PROBLEM REQUIREMENTS :: An exact copy of all the records is the expected answer.

INPUT RECORDS ::

-----

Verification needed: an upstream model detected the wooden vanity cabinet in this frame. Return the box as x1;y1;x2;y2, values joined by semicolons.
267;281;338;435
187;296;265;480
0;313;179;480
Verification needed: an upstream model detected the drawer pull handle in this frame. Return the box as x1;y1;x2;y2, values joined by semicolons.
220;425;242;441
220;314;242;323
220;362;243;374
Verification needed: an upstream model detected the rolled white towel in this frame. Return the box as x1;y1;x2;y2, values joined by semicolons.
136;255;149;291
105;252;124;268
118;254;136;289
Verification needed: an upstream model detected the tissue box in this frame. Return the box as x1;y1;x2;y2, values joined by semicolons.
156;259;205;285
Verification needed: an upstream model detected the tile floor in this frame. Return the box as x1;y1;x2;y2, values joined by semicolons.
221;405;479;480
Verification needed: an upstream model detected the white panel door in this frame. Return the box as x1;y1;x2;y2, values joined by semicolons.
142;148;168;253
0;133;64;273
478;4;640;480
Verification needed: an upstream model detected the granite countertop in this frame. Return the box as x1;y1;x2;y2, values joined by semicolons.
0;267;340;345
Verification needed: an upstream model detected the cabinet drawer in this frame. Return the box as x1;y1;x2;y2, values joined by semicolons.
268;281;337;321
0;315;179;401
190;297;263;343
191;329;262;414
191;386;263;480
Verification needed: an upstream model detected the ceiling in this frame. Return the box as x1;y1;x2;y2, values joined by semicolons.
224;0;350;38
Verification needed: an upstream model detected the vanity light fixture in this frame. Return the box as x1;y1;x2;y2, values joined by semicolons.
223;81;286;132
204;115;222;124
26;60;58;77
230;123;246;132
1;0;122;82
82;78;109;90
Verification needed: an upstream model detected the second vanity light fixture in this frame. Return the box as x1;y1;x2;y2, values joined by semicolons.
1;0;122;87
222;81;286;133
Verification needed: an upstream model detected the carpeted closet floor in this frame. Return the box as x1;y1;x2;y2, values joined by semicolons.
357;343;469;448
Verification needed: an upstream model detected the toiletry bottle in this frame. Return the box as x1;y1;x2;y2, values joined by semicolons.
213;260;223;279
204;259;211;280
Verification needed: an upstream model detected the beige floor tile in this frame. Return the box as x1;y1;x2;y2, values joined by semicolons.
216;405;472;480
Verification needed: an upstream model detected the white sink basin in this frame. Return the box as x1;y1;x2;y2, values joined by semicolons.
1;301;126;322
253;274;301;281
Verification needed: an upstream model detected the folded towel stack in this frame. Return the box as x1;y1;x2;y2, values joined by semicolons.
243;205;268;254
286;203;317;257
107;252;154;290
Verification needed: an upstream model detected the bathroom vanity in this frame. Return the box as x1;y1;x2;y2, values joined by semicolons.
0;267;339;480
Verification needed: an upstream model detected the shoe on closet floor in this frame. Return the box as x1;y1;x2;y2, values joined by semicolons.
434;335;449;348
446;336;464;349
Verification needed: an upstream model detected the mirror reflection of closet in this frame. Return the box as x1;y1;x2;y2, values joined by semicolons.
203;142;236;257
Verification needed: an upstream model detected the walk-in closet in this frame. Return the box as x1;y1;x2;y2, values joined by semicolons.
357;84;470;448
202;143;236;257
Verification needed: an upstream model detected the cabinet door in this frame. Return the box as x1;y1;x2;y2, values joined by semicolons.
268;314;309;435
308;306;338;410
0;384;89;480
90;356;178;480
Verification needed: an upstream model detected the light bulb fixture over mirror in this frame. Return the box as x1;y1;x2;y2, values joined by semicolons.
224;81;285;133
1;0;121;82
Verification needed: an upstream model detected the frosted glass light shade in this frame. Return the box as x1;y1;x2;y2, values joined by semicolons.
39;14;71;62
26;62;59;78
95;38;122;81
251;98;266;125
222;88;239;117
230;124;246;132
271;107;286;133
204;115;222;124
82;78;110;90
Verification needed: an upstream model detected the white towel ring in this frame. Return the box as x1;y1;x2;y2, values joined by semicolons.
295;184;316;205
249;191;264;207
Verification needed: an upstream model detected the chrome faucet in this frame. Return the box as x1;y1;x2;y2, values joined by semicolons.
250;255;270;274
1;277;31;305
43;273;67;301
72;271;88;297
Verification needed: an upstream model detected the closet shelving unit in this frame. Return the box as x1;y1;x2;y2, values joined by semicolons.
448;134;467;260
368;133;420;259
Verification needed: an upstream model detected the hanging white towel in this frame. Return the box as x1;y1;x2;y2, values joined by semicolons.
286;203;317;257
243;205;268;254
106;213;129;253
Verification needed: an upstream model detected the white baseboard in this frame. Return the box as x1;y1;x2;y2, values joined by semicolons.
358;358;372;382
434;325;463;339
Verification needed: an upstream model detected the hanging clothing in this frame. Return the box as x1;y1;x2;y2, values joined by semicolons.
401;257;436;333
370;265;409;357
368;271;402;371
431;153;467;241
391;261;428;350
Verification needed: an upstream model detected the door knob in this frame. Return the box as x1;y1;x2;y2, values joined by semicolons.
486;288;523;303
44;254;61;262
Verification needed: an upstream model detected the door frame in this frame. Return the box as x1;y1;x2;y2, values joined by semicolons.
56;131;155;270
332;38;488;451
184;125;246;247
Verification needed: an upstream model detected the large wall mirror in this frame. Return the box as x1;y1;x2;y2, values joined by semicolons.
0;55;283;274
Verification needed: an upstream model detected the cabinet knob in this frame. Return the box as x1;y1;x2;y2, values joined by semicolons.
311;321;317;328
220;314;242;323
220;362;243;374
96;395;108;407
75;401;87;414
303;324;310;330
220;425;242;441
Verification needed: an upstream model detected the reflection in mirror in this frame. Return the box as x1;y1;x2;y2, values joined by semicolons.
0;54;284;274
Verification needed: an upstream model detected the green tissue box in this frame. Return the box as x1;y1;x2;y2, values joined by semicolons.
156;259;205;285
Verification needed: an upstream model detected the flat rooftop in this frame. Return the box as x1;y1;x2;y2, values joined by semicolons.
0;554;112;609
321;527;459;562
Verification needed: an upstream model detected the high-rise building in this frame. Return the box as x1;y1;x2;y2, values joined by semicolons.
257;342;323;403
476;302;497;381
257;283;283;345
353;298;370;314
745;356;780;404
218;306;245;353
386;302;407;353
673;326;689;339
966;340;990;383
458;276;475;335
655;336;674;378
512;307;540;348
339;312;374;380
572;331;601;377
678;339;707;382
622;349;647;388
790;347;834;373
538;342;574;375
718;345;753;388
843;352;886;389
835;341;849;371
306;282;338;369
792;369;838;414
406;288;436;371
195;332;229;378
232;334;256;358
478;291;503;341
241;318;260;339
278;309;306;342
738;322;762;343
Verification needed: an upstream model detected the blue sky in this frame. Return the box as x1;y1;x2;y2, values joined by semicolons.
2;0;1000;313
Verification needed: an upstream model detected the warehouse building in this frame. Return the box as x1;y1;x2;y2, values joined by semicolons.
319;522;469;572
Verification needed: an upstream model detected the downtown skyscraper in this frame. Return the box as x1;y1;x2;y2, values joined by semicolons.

-----

TASK ANSWER ::
Verification needed: an upstream model detected the wooden vanity cabinet in this frame. Return the box as x1;y1;x2;y2, values joined by semicolons.
267;281;338;435
187;296;265;480
0;313;179;480
Verification needed: an upstream model detected the drawer pull handle in this frame. Return the box as x1;y1;x2;y2, values joined by semicolons.
220;425;242;441
220;314;242;323
220;362;243;374
Verification needed: an upstream model detected the rolled white towel in this frame. Return the box as x1;y1;x2;y2, values joined by semicolons.
136;255;149;291
105;252;124;268
118;254;136;289
Verification needed: an upstream model detected the tissue box in this frame. Return the box as x1;y1;x2;y2, values joined by semicolons.
156;259;205;285
Verification needed: an upstream model detected the tile floor in this frame. Return the box as x1;y1;x2;y2, values joined by semicolons.
221;405;479;480
Verification needed: an upstream model detected the white panel door in this frame. Return the box as x1;y1;x2;y2, values joined by semicolons.
142;148;168;253
0;133;64;273
478;4;640;480
Verification needed: an upstream model detected the granite countertop in this frame. Return the box as x1;y1;x2;y2, values joined by semicolons.
0;267;340;345
Verification needed: an upstream model detected the cabinet drawer in this frame. Return the box as x1;y1;x2;y2, values joined by semicolons.
268;281;337;321
0;315;179;401
190;297;263;343
191;329;262;414
191;386;263;480
Verification needed: an upstream model detected the ceiling in this frame. Return the box as x1;y1;x2;y2, values joined by semicolons.
224;0;350;38
Verification needed: an upstream model detected the vanity light fixture in this frame. Return the box as x1;y1;x2;y2, values joined by semicolons.
223;81;286;132
204;115;222;124
26;60;58;77
230;123;246;132
1;0;122;82
82;78;109;90
Verification needed: an upstream model detected the second vanity light fixture in this frame. Return the box as x1;y1;x2;y2, values joined by semicolons.
1;0;122;87
222;81;286;133
Verification needed: an upstream model detected the carpeted closet floor in this frame. Return the box as x1;y1;x2;y2, values joined by semicolons.
357;343;469;448
Verification needed: an upstream model detected the toiletry bottle in this frame. Return the box as x1;y1;x2;y2, values joined by semicolons.
213;260;223;279
204;259;211;280
Verification needed: an upstream model detected the beige floor tile in this frame. Return the box as x1;y1;x2;y2, values joined by semicolons.
216;405;472;480
Verification needed: an upstream model detected the white sink basin in this frame. Return the box as x1;y1;x2;y2, values joined by semicolons.
1;301;126;322
253;274;301;281
Verification needed: an upstream model detected the folded towel stack in this frame. Return the box as x1;y1;x2;y2, values joined by semicolons.
243;205;268;254
286;203;317;257
107;252;154;290
Verification needed: an upstream model detected the bathroom vanity in this frame. Return the box as x1;y1;x2;y2, values joined by semicolons.
0;267;339;480
Verification needed: an upstream model detected the shoe on closet floor in this frame. Return the box as x1;y1;x2;y2, values joined by semicolons.
434;335;449;348
446;336;464;349
Verification needed: an upstream model detected the mirror reflection of closet in this frame. Return the box as x1;y1;x2;y2, values joined by semicolons.
203;142;236;257
Verification needed: an upstream model detected the walk-in closet in this frame. Return the box as x1;y1;x2;y2, values joined by semicolons.
357;84;470;448
202;143;236;257
Verification needed: an upstream model detected the cabinet door in this frame. Return the box as x1;y1;x2;y2, values joined by semicolons.
268;314;309;435
308;306;338;410
0;384;89;480
90;356;178;480
Verification needed: an upstream model detected the light bulb fixture over mirror in this frame. Return the box as x1;y1;x2;y2, values joined by semicolons.
224;81;285;133
1;0;121;82
Verification needed: an upstream model detected the frosted glass light shade in this frame. Return the box as x1;y1;x2;y2, values joined by semicolons.
39;14;71;62
26;62;59;78
95;38;122;81
251;98;266;125
222;88;239;117
230;124;246;132
271;107;286;133
204;115;222;124
82;78;110;90
Verification needed: an upstream model detected the white towel ring in this frame. Return the box as x1;y1;x2;y2, values joined by semicolons.
295;184;316;205
249;191;264;207
Verification needed: an upstream model detected the chrome faucet in this frame. Return the box as x1;y1;x2;y2, values joined by semicolons.
250;255;270;274
1;277;31;305
43;273;67;301
72;271;88;297
Verification needed: an upstream model detected the closet shelving unit in this frame. Return the box as x1;y1;x2;y2, values joined by semicolons.
448;134;467;260
368;133;420;259
Verification needed: an upstream model detected the hanging white towel in this frame. Return the box as x1;y1;x2;y2, values joined by semicolons.
286;203;317;257
243;205;268;254
106;213;129;253
Verification needed: an upstream model detected the white baseboard in this frame. Return the box as x1;y1;x2;y2, values joined by semicolons.
358;358;372;382
434;325;463;339
Verification needed: an upstream model detected the hanging clothing in this frame. Return the box as x1;y1;x2;y2, values joined by semicolons.
401;257;436;333
370;265;409;357
368;271;402;371
431;153;467;241
391;261;428;350
Verification needed: an upstream model detected the door knob in this frame. Return the box as x1;y1;x2;y2, values joined by semicolons.
486;288;523;303
44;254;61;262
Verification needed: an upstream model detected the door frame in this frame. Return the box as x1;y1;x2;y2, values joined by semicolons.
56;131;155;270
332;38;488;451
184;125;246;247
Verification needed: an upstream model detected the large wall mirror in this frame. Return the box as x1;y1;x2;y2, values joined by semicolons.
0;55;283;274
Verification needed: an upstream model detected the cabinet knob in this frame. Return the box as x1;y1;x2;y2, values joined by semicolons.
311;321;317;328
220;314;242;323
220;362;243;374
96;395;108;407
75;401;87;414
303;324;310;330
220;425;242;441
Verification needed: an upstream model detected the reflection in mirror in this frame. Return the box as x1;y1;x2;y2, values joined by semicolons.
0;54;284;274
Verification needed: an upstream model detected the green tissue box in this frame. Return the box as x1;y1;x2;y2, values joined by semicolons.
156;259;205;285
Verification needed: an upstream model detected the flat rooftop in this frame. Return the box as x1;y1;x2;y2, values joined by semicolons.
0;554;112;609
321;527;459;562
Verification needed: an upstream model detected the high-rise building in this frame. Return the box as x1;y1;x2;y2, values joined by semicolons.
257;342;323;403
476;302;497;381
257;283;283;345
353;298;370;314
745;356;780;404
218;306;245;353
386;302;407;353
673;326;689;339
966;340;990;383
458;276;475;335
655;336;674;378
512;307;540;348
339;312;374;380
572;331;601;377
678;339;707;382
622;349;647;388
790;347;834;373
538;342;574;375
718;345;753;388
843;352;886;389
835;341;849;371
306;282;338;369
792;369;838;414
406;288;436;371
195;332;229;378
232;334;256;358
478;291;503;341
241;318;260;339
278;309;306;342
738;322;762;343
Verification needed: an upstream model detected the blue sky in this frame. Return the box as x1;y1;x2;y2, values joined by semicolons.
2;0;1000;313
Verification needed: an upstream model detected the warehouse building in this frame. Return the box as x1;y1;x2;y2, values joined by semicolons.
319;522;469;572
Verification needed: an upstream model detected the downtown skyscraper in this frame. Return the box as x1;y1;x2;y2, values joined by semicolons.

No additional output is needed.